**WHAT YOU SHOULD DO**
Restate all the data exactly, so that each line is the same as before.

⟨

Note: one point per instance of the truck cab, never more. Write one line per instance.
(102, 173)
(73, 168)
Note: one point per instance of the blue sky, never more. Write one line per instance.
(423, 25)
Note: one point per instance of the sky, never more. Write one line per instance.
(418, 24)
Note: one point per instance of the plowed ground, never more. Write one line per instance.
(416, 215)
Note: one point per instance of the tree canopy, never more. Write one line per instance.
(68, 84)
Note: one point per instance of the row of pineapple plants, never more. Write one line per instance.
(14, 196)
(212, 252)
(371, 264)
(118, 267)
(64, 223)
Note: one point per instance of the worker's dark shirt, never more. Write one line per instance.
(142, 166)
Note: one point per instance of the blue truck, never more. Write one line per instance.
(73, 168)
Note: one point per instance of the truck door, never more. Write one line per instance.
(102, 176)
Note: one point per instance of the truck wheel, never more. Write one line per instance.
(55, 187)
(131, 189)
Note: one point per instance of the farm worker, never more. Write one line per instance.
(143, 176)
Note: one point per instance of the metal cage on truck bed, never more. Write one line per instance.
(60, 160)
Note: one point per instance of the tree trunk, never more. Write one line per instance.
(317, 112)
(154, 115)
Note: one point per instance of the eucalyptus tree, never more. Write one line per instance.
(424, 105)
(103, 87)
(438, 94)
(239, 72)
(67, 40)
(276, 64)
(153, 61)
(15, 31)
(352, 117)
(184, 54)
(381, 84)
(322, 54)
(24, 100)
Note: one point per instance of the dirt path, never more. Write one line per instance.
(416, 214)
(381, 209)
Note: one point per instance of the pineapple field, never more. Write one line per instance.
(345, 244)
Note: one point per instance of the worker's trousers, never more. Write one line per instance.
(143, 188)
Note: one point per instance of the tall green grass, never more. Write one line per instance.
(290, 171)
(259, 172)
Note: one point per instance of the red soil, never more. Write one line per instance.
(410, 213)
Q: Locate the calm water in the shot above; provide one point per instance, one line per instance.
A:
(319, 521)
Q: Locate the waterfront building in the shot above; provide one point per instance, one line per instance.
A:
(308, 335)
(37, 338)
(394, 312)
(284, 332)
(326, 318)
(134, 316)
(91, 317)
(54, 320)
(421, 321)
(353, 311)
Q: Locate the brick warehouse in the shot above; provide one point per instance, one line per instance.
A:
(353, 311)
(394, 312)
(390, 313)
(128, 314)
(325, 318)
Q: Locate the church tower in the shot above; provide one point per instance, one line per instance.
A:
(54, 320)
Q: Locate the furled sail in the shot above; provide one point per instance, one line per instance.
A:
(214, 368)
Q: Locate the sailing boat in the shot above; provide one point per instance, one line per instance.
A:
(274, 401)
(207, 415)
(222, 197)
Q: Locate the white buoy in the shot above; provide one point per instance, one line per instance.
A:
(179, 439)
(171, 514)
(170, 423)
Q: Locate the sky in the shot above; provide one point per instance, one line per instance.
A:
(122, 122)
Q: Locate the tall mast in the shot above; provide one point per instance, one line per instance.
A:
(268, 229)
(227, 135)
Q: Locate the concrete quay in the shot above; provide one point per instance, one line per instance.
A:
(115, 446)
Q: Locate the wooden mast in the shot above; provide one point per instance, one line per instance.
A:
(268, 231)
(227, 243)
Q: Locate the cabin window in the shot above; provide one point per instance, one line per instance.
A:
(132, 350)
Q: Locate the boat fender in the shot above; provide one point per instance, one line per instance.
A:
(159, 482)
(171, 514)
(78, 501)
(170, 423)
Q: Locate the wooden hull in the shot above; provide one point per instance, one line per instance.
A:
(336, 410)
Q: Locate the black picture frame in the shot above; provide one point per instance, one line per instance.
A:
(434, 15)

⟩

**REPLY**
Note: one point per instance of the truck cab, never more. Write one line per instance.
(102, 173)
(73, 168)
Note: one point per instance of the blue sky, never more. Write one line per instance.
(423, 25)
Note: one point per instance of the sky, never more. Write one line per instance.
(418, 24)
Note: one point per instance of the plowed ground, never more. Write one line per instance.
(416, 215)
Note: one point per instance of the tree canopy, never more. Write one line per instance.
(68, 84)
Note: one point per instance of the row of pineapple plants, never more. Write one line per instance.
(14, 196)
(212, 252)
(371, 264)
(118, 267)
(64, 223)
Note: one point per instance of the worker's dark shirt, never more. Write one line per instance.
(142, 166)
Note: one point per instance of the blue truck, never more. Write one line per instance.
(73, 168)
Note: one point per instance of the truck door, never more. Write one line per instance.
(102, 176)
Note: one point per instance of the truck wheel, never more. Write one line per instance.
(55, 187)
(131, 189)
Note: one point per instance of the farm worker, never more. Write one line per instance.
(143, 176)
Note: one point per instance of the metal cage on truck bed, never more. Write one line per instance.
(60, 160)
Note: one point per instance of the tree trunk, never more. Write one line per instance.
(317, 112)
(154, 115)
Note: one point per instance of the eucalyptus tree, never more. Write one line per instance.
(424, 105)
(103, 87)
(438, 94)
(239, 72)
(67, 40)
(276, 64)
(153, 61)
(15, 31)
(352, 117)
(184, 54)
(381, 84)
(322, 54)
(24, 100)
Note: one point per instance of the dirt path, never more. Write one line per instance.
(416, 214)
(381, 209)
Note: one point per instance of the pineapple field, never more. Write one line per instance.
(345, 244)
Note: one point per instance of the worker's trousers, never more. Write one line per instance.
(143, 188)
Note: one point per instance of the tall green grass, never more. Write one line per instance.
(290, 171)
(259, 172)
Note: one point per instance of the red soil, never more. Write one line per instance.
(410, 213)
Q: Locate the calm water in the shot above; provide one point per instance, one line per instance.
A:
(319, 521)
Q: Locate the waterfront building in the shot above; provide one point per instance, one line per instance.
A:
(308, 335)
(37, 338)
(394, 312)
(284, 332)
(326, 318)
(134, 316)
(91, 317)
(54, 320)
(421, 321)
(353, 311)
Q: Locate the brick warehouse in the shot above; provide one point per instance, one line per instance.
A:
(353, 311)
(394, 312)
(390, 313)
(128, 314)
(325, 318)
Q: Locate the church tower in the shot above; provide one point per instance, one line per instance.
A:
(54, 320)
Q: Locate the furled sail in the shot above; provide one point per instance, one line per instance.
A:
(214, 368)
Q: Locate the sailing boat in the shot above; provide one point per instance, one line per instance.
A:
(274, 401)
(207, 415)
(222, 197)
Q: Locate the white buoy in the shot above; provide one point per instance, one line per instance.
A:
(179, 439)
(171, 514)
(170, 423)
Q: Locate the sky in the shot above; provide one point per instance, one line per instance.
A:
(122, 122)
Q: Locate the tall mast in the shot above; provide one point per instance, one line per instance.
A:
(268, 229)
(227, 135)
Q: Locate the concrete quay in the shot above; provide one point per instance, one line per instance.
A:
(115, 446)
Q: Locate the wooden mast in the shot above; provide one point per instance, one line per instance.
A:
(268, 231)
(227, 243)
Q: Locate the cabin window in the shot above; provide one point per instance, one line per instance.
A:
(132, 350)
Q: Locate the boat fender in the shot above; provide one point per instance, one line per instance.
A:
(159, 482)
(171, 514)
(78, 501)
(170, 423)
Q: Locate the wooden hull in the shot above; provide one point per instance, one line per instance.
A:
(336, 410)
Q: Locate the black picture frame in the shot above; provide one point per instance, one line per instance.
A:
(434, 15)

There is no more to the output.